• [STATED TASK]:
Count the lines in the listing that contain the word "truck" and give only that number.

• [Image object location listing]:

_ _ _

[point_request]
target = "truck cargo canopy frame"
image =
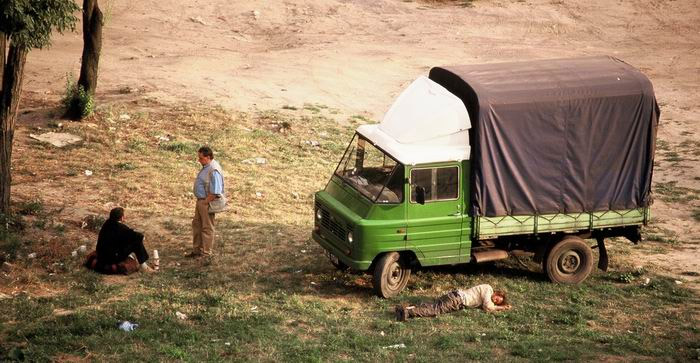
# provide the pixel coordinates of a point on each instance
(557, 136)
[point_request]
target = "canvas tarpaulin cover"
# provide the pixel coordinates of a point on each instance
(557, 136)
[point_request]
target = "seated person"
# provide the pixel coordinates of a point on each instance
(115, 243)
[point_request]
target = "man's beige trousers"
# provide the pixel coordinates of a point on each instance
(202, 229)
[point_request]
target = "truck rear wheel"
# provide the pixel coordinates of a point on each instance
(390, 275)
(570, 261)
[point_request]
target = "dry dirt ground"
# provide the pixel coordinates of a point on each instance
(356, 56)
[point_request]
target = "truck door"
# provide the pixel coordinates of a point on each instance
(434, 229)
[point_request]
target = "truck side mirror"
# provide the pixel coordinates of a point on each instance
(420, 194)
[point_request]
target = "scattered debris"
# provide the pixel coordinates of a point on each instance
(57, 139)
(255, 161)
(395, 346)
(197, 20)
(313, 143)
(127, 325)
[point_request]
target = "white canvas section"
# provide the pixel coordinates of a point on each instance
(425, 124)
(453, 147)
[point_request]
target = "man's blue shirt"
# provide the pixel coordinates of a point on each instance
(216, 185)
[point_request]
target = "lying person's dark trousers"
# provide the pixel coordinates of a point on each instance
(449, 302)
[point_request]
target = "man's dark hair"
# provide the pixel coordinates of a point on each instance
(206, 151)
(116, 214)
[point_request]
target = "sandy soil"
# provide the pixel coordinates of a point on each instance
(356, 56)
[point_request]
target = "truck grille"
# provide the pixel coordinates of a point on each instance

_ _ _

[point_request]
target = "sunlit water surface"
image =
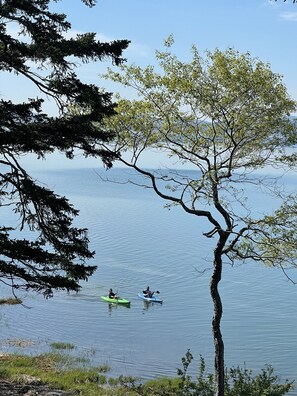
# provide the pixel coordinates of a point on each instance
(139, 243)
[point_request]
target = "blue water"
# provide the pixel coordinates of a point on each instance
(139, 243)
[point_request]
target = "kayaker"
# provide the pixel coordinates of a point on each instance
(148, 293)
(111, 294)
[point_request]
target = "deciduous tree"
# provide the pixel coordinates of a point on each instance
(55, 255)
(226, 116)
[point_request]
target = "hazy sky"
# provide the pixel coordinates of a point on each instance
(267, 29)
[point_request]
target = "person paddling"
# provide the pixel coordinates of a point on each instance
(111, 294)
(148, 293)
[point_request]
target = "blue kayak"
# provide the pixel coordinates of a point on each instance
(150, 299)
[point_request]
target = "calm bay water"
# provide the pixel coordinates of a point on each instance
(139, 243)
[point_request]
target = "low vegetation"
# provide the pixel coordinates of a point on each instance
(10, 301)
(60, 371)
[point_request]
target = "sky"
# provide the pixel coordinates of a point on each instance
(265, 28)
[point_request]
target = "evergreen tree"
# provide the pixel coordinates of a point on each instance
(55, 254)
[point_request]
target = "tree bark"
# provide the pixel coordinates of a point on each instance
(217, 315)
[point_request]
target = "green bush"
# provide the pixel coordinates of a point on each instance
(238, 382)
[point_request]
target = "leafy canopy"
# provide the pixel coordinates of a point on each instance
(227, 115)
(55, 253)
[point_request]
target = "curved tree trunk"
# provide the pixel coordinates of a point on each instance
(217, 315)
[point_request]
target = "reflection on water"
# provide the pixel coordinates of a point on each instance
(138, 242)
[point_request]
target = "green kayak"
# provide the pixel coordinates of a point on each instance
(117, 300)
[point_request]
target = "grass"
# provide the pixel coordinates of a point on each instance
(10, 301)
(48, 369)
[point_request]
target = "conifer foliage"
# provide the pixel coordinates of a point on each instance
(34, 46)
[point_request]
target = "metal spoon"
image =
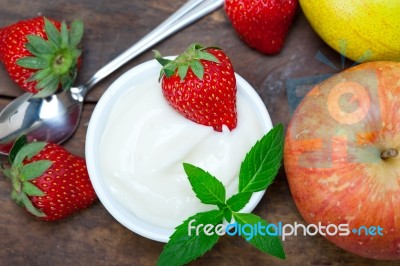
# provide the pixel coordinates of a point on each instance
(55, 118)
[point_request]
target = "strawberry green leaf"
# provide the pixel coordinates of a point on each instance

_ _ _

• [WRITTEN REPLY]:
5